Brief »
Repeat the full listing, word for word.

**********

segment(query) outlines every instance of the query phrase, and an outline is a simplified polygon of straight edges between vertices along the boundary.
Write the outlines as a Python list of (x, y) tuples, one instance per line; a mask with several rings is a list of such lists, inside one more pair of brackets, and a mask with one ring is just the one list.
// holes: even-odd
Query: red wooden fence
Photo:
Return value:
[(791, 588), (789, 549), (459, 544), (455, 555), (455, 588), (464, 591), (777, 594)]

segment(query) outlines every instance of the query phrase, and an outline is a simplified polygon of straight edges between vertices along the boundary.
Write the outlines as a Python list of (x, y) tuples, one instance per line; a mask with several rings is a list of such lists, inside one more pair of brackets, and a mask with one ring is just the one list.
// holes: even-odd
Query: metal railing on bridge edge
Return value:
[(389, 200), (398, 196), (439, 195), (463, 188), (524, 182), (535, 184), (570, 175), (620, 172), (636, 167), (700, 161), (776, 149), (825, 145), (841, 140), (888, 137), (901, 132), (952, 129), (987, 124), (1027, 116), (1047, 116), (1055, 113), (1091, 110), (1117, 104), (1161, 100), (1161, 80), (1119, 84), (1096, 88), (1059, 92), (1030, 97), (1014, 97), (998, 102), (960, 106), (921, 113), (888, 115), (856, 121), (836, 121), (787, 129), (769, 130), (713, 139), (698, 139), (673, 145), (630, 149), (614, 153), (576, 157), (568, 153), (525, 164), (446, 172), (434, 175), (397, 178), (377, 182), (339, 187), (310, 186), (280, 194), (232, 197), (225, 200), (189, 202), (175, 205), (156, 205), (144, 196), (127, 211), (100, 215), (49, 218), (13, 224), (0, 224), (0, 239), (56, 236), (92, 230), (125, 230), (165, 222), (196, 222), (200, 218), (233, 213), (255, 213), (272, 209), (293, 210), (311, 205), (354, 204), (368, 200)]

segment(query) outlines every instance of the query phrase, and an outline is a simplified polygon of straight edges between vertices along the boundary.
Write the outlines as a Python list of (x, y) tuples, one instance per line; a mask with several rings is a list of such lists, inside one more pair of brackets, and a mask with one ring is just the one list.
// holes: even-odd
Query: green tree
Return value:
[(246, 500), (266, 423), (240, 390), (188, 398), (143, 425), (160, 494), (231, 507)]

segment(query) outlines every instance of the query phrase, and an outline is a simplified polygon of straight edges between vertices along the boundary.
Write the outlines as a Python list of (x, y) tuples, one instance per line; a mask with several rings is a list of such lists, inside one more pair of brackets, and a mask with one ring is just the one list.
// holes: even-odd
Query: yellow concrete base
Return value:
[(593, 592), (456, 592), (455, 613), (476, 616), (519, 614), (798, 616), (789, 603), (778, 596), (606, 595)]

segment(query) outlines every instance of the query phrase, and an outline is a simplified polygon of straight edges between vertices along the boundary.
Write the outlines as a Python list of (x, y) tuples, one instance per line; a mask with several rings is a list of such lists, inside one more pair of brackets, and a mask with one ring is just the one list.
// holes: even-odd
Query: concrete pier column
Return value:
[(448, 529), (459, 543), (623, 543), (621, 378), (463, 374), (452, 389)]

**********

Reply to the task »
segment(query) outlines every instance of the query phrase, and an outline is a simplified polygon of straight edges between vertices along the boundary.
Write the outlines as a Python list of (x, y) tuples, one instance per line; a mask with several rings is a list of such lists, inside one more pair of brackets, and a mask with one ring is just the one list.
// holes: even-odd
Query: red wooden fence
Photo:
Return value:
[(791, 588), (789, 549), (459, 544), (455, 555), (455, 588), (464, 591), (777, 594)]

segment(query) outlines every instance of the query phrase, and an outline is a simplified polygon of straight edges between vertices along the boundary.
Write the outlines as a Python list of (x, y) tuples, one instance per line; a mask with several rings is a list of such lists, inside one more pair of brackets, and a mask with one ring is just the one list.
// holes: even-odd
Query: metal railing on bridge edge
Return value:
[(389, 200), (398, 196), (439, 195), (463, 188), (524, 182), (535, 184), (570, 175), (620, 172), (636, 167), (700, 161), (776, 149), (825, 145), (841, 140), (888, 137), (901, 132), (952, 129), (987, 124), (1027, 116), (1047, 116), (1055, 113), (1091, 110), (1117, 104), (1161, 100), (1161, 80), (1119, 84), (1096, 88), (1059, 92), (1030, 97), (1014, 97), (998, 102), (960, 106), (921, 113), (888, 115), (856, 121), (836, 121), (787, 129), (769, 130), (713, 139), (698, 139), (673, 145), (630, 149), (614, 153), (576, 157), (568, 153), (525, 164), (446, 172), (434, 175), (397, 178), (377, 182), (339, 187), (310, 186), (280, 194), (232, 197), (225, 200), (189, 202), (175, 205), (156, 205), (144, 196), (127, 211), (100, 215), (49, 218), (13, 224), (0, 224), (0, 239), (56, 236), (92, 230), (125, 230), (165, 222), (196, 222), (200, 218), (233, 213), (255, 213), (272, 209), (293, 210), (311, 205), (354, 204), (368, 200)]

segment(query) outlines every instance of the query phrase, and an outline is a simplified polygon of straight edges between vertices along the boundary.
Write the outlines as a Python list of (x, y) tuples, one instance per line; a mask with several rings is a list of such lists, inside one more pair of brackets, and a mask with one ring is just the one list.
// holes: even-odd
Query: green tree
Return value:
[(246, 500), (266, 423), (240, 390), (188, 398), (143, 425), (160, 494), (231, 507)]

segment(query) outlines every instance of the query phrase, and an outline is a simplified polygon of straight edges between vertices along the boundary.
Write the outlines as a Python list of (x, y) tuples, one instance per line; a mask with several rings is a list of such lists, inside one more pair of brackets, and a mask with one ring is just the one list.
// holes: even-odd
Query: yellow concrete base
Return value:
[(593, 592), (456, 592), (455, 613), (476, 616), (519, 614), (798, 616), (789, 603), (778, 596), (606, 595)]

segment(query) outlines every instance of the query phrase, and an outline is a simplified polygon of straight edges between vertices along the boundary.
Write the outlines as a Python list of (x, y) tuples, one instance per line; a mask with several rings is a list of such lists, inside one more pair of brackets, and a mask with one ring is just the one list.
// holes: even-odd
Query: concrete pier column
Return value:
[(448, 529), (459, 543), (623, 543), (621, 378), (463, 374), (452, 389)]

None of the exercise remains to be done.